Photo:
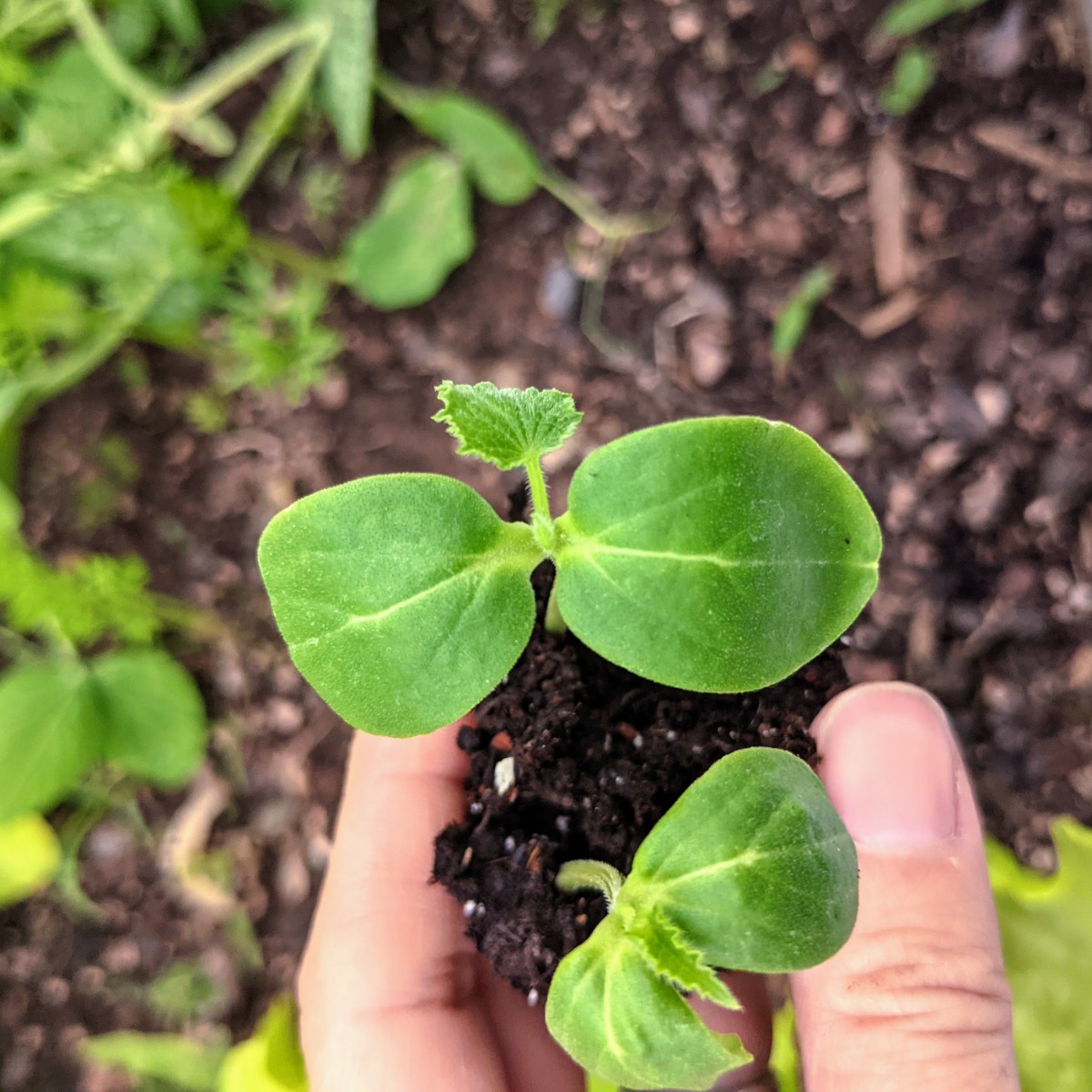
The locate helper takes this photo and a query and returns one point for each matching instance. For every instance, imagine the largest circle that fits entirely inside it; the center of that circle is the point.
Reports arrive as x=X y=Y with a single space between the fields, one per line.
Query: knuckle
x=926 y=982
....
● Problem details
Shift every point in the answers of the records above by adding 150 to both its x and y coordinates, then write out all the lines again with the requests included. Leave the pictures out of your answer.

● Task response
Photo:
The locate helper takes this photo and a query and returns one point for each matching instance. For every instance, imagine the largest circle that fits entirely inside it; the center of that circle is the point.
Reports arrive as x=X y=Y with a single space between the fields, one per line.
Query: knuckle
x=1076 y=1132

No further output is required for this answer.